#### DATASET CONTENT

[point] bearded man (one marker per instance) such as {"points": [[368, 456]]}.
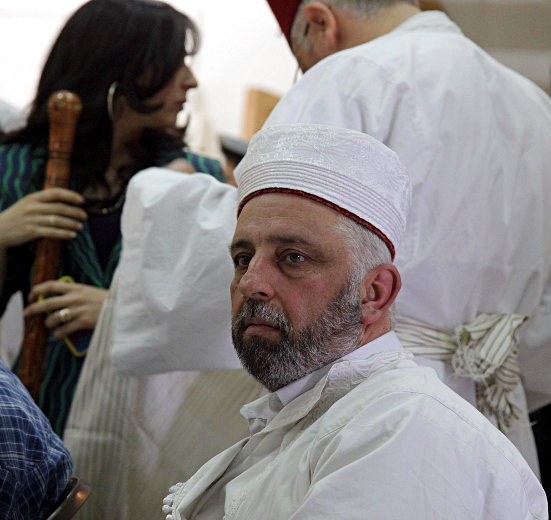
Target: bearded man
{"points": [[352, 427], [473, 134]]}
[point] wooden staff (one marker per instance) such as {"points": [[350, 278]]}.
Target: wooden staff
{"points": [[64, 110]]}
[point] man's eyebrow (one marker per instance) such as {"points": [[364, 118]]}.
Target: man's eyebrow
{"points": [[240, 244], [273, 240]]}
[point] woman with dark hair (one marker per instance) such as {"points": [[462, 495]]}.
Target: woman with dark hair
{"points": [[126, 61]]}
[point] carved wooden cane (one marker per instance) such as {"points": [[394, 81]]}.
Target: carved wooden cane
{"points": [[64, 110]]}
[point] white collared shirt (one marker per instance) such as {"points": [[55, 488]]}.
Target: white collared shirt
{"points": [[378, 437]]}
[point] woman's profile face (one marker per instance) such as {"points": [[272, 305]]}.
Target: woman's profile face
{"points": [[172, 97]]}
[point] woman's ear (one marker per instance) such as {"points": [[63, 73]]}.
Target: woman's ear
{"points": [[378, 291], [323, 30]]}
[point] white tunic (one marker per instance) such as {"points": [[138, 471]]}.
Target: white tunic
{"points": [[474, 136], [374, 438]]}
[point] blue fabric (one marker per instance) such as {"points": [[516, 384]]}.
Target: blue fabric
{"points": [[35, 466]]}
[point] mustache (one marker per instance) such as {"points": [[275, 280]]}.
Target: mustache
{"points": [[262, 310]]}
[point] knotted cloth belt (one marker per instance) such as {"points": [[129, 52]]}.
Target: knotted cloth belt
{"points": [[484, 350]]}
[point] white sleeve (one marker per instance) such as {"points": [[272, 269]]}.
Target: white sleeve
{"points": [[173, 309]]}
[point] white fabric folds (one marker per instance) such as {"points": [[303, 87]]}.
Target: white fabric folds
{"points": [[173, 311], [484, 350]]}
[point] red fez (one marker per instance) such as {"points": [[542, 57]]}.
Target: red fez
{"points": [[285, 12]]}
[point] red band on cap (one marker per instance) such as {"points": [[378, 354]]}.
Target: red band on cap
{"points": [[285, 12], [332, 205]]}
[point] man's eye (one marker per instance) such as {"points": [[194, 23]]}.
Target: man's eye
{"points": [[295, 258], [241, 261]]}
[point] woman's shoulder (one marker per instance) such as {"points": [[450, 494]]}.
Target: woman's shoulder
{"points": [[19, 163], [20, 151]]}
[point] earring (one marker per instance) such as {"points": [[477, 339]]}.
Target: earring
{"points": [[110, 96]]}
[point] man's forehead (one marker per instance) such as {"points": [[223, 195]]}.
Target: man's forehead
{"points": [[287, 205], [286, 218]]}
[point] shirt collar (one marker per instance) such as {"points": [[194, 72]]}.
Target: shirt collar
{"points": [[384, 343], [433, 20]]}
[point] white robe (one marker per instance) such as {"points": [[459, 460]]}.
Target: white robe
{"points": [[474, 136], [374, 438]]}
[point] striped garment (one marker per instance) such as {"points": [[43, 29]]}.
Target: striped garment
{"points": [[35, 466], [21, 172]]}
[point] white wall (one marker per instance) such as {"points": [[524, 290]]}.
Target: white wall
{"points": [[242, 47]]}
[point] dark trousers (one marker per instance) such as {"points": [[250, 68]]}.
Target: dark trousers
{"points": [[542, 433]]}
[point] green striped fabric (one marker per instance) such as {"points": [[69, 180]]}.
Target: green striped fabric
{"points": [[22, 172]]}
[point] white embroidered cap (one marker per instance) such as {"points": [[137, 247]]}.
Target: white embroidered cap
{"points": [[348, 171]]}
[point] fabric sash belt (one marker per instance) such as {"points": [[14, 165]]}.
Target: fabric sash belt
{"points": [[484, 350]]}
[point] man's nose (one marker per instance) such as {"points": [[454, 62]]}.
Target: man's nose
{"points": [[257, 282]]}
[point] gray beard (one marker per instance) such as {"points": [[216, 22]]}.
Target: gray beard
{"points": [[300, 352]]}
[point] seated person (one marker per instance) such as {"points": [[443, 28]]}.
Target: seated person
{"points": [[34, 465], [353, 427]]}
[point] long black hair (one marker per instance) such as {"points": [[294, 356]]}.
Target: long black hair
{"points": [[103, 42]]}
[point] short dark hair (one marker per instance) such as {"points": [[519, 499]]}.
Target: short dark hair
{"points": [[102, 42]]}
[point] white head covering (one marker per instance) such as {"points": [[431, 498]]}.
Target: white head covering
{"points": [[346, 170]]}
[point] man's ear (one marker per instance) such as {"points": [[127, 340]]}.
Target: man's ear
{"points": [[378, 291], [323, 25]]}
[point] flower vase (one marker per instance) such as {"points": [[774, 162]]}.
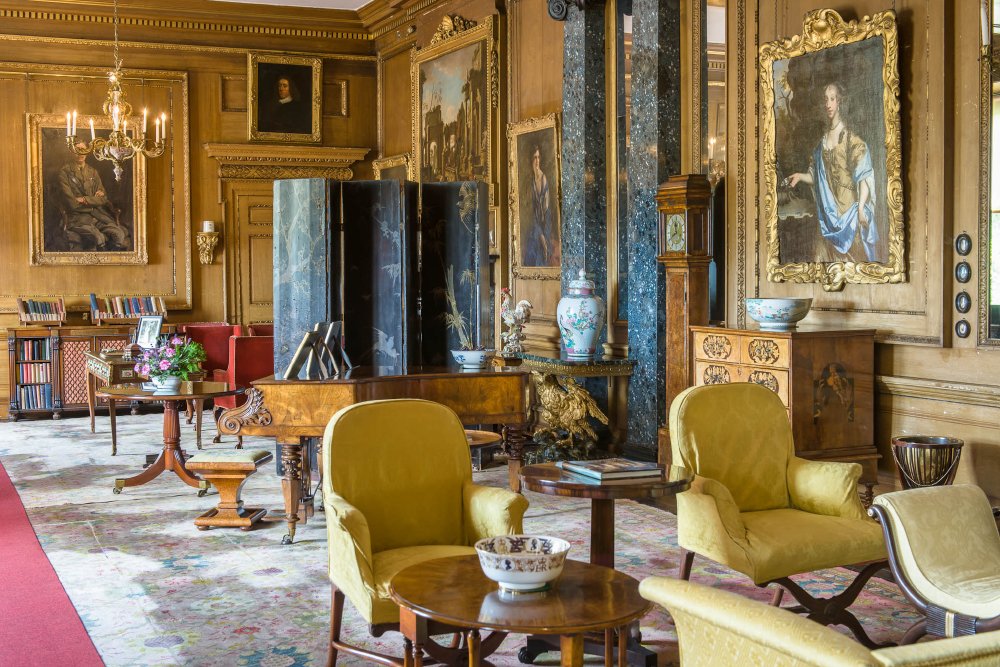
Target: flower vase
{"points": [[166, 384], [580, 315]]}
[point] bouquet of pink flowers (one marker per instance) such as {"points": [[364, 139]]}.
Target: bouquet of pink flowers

########

:: WHAT THIS TASK INVOLVES ::
Print only what lies in the material above starting at the line with "Target: seated person" and ending at the line with "[point] white head", every line exactly as given.

:: ANSWER TO THIS PROBLEM ::
Target: seated person
{"points": [[34, 465], [353, 427]]}
[point] long black hair (one marker per instance) such as {"points": [[294, 356]]}.
Target: long black hair
{"points": [[103, 42]]}
[point] short dark hair (one marker per instance) such as {"points": [[519, 499]]}.
Target: short dark hair
{"points": [[102, 42]]}
[point] white head covering (one marker per instance) such as {"points": [[431, 498]]}.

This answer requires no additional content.